[Dataset records about object locations]
- - - -

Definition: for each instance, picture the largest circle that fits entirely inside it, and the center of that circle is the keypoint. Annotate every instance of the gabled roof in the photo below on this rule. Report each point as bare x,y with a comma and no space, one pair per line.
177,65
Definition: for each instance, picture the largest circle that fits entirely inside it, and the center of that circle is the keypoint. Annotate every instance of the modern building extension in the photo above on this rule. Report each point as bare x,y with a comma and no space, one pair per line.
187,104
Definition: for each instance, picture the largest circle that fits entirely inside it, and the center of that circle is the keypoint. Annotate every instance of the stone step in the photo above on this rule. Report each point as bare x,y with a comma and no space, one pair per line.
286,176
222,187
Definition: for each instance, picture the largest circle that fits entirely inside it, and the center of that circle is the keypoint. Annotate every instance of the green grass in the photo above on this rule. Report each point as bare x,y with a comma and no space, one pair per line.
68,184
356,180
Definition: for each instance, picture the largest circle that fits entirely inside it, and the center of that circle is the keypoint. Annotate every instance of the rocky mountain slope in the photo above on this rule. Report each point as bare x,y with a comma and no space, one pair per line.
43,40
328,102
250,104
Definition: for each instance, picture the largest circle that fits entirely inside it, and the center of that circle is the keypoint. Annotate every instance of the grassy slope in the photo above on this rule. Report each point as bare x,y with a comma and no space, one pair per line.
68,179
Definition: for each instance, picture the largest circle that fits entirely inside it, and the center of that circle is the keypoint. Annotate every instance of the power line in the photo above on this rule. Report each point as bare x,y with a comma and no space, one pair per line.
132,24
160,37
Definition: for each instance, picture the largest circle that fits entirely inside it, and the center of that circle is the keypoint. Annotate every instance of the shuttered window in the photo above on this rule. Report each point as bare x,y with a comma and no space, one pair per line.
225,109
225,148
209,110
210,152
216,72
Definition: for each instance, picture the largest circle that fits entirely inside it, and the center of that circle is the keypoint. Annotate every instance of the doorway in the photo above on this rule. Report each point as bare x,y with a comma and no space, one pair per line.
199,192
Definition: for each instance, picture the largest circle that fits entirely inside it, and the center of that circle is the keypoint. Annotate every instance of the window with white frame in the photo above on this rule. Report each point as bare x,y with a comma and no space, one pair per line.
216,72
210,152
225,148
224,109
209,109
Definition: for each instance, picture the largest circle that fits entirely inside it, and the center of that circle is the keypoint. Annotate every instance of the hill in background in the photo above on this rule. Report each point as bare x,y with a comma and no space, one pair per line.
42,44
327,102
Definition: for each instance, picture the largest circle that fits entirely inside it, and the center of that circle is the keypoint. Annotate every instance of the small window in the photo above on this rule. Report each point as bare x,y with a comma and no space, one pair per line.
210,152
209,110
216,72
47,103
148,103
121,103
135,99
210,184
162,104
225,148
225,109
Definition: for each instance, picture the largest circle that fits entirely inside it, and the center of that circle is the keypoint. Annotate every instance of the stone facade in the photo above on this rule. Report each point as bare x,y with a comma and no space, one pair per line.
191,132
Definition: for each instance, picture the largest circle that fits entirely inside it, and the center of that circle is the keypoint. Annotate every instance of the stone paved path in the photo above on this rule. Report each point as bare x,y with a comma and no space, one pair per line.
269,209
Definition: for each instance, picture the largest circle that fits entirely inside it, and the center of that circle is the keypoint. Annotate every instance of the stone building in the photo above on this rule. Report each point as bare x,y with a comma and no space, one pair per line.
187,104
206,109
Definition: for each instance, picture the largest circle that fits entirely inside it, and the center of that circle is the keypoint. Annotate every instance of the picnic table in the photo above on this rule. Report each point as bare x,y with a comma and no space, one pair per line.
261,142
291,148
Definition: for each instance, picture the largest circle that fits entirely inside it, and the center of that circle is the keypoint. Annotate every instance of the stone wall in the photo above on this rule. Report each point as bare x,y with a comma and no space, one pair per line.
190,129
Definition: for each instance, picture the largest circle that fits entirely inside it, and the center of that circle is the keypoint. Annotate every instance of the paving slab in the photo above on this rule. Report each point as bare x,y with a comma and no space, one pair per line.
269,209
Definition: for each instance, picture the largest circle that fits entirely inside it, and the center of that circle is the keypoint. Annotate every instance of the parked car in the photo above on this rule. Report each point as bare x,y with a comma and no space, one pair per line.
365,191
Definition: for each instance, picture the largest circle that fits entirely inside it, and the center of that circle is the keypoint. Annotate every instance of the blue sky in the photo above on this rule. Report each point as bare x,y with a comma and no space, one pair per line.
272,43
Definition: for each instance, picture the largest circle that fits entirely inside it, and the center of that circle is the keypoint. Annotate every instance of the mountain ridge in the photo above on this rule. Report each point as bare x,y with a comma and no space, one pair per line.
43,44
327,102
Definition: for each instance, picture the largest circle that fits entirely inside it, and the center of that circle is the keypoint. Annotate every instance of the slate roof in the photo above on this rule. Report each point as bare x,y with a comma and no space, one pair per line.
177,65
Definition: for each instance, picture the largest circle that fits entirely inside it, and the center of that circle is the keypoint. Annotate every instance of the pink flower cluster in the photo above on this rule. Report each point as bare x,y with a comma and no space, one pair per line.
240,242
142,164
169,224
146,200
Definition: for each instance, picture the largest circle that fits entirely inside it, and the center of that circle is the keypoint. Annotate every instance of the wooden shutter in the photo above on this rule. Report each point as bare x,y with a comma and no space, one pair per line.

- - - -

STATED GOAL. Please output the entire listing exactly as it stands.

THE SOLUTION.
Definition: for each instance, picture the largest circle that fits entirely inside it, and the center of that circle is the keypoint. Annotate every instance of the gabled roof in the photo below on this rule. Report each point as bare x,y with a comma and no space, one pair per line.
177,65
Definition: for each instance, picture the largest circle that fits entirely inside it, and the center of that circle is the keypoint. Annotate every instance of the modern building extension in the photo above on this rule. Report each point as bare x,y with a comma and no space, one pair per line.
187,104
Definition: for each instance, picture the largest circle that fits entirely inside it, and the center of that circle is the keypoint. Annotate every instance of the stone step in the photo above on this rule. Report each point as bare x,y with a comma and no space, one pair per line.
286,176
222,187
Definition: for each instance, picture the largest circle that fits entirely inside it, and the center of that circle is the keypoint. Annotate every instance of the green grass in the photo above on this rule. Report each point as bare x,y with a comma and no space, one pair per line.
68,184
356,180
Definition: for each instance, picture the largest circle that fits entirely inside it, and the center of that circle is the keypoint. Annotate every instance of the rocky mountain slope in the photo above on this rule. Report each point as bare x,y with a comma and no space, one pair per line.
43,40
328,102
250,104
Definition: for each instance, picture the largest circle that fits entirely inside it, and the center of that circle is the keypoint. Annotate every instance of the grassy slope in the photo above on this rule. Report each point as bare x,y with a comma and no space, one pair per line.
68,179
Definition: for each instance, picture the largest circle that fits entirely inside it, and the center of that circle is the keypoint. Annotate every instance of the power line in the photo above on this rule. Report each point as bare x,y with a comma and no space, one pair per line.
132,24
160,37
Definition: for each instance, picture the largest circle that fits entirely inside it, and the center of that circle is the keypoint. Annotate every instance of the shuttered window in the photo above on this rule. Report each point as bare x,y with a comma and no space, one pair per line.
225,109
225,148
209,110
210,152
216,72
Definition: for each instance, picture the largest circle that fits entirely inside it, and the center of that circle is the keypoint. Annotate every instance of the doorway in the photo above on this rule. Report each point as bare x,y with a comma and no space, one pair per line.
199,192
Definition: for each instance, picture the largest circle that fits entirely inside it, and the center of that circle is the keypoint. Annotate every instance of the window with white frame in the photo above on this rule. Report each point as bare x,y with a comma and no space, one pair per line.
216,72
210,152
225,148
224,109
209,109
Definition: for each instance, picture the largest circle that fits entirely inside it, and the center of that circle is the keypoint. Annotate every instance of the hill in background in the photo above on this rule. Report each point as bare x,y with a comma and no space, one pair per line.
42,44
327,102
Definition: for each instance, picture the largest circle that fits entirely inside it, and the center of that circle is the keypoint. Annotate every instance of the small window in the photo above on this rule. Report each point as bare x,y with a comma and no space, one pair per line.
210,152
209,110
216,72
47,103
148,103
121,103
135,99
210,184
162,104
225,148
225,109
Definition: for each instance, picture the largest circle that fits entirely inside it, and the center of that circle is the keypoint. Annotate every instance of the stone facade in the photo above on this rule. Report each point as bare x,y with a comma and no space, one pair per line.
191,132
Definition: for each instance, picture the largest circle that fits entirely inside it, and the center of that circle is the keypoint. Annotate every instance of the stone paved path in the photo above on this rule. Report each point as bare x,y with a comma and no space, one pair per line.
269,209
Definition: for each instance, picture the largest circle that fits entirely inside it, and the center of that circle is the keypoint. Annotate every instance of the stone building in the photo above on this rule. Report each point as bare x,y with a comma and no space, one pair per line.
187,104
206,109
Definition: for each instance, picture the largest circle that fits entirely inside it, and the center of that circle is the keypoint. Annotate every instance of the picnic table in the photo above on this rule. Report each point as bare x,y with a comma and no space, one pair per line.
261,142
291,148
Definition: for each instance, picture the largest circle that fits entirely inside it, and the center of that circle is the keypoint. Annotate every instance of the stone wall in the photo above on this rule. Report each point as bare x,y with a comma and no space, one pair per line.
190,129
Definition: for each instance, picture the largest circle that fits entirely inside it, and the center of that circle is the keypoint. Annotate every instance of the paving slab in the photo above on this rule. Report each point as bare x,y with a comma and no space, one pair per line.
269,209
Definition: for each instance, picture the largest circle that fits entirely inside it, and the center of that circle is the keypoint. Annotate every instance of the parked car in the photo above on this rule. Report each point as bare x,y with a comma and no space, one pair per line.
365,191
Definition: for each instance, picture the largest circle that fits entirely inside it, and the center of that circle is the keypoint. Annotate every instance of the blue sky in the photo above on this rule. Report each point as bare x,y with a comma and no space, one pair per line.
272,43
Definition: for each instance, picture the largest circle that fits entirely inside it, and the center of that circle is the keypoint. Annotate every instance of the mountain ridge in the photo above on this rule. Report each point as bare x,y with a comma and no space, one pair per line.
43,44
327,102
Definition: for each instance, picture the largest circle that fits entirely inside it, and the center of that circle is the keypoint. Annotate every instance of the slate roof in the photo above on this rule. Report each point as bare x,y with a comma and no space, one pair per line.
177,65
Definition: for each instance, picture the largest circle that fits entirely inside it, and the center of that circle is the keypoint. Annotate every instance of the pink flower cluster in the photo above on this rule. Report each point as bare x,y with a comma and no space, one pair per line.
240,242
142,164
169,224
146,200
Definition: for each instance, picture the largest circle that fits entirely inside it, and the center of that circle is the keypoint. Annotate every instance of the wooden shutter in the photo above on this rule. Report each point as bare x,y with a comma and no space, one pair per line.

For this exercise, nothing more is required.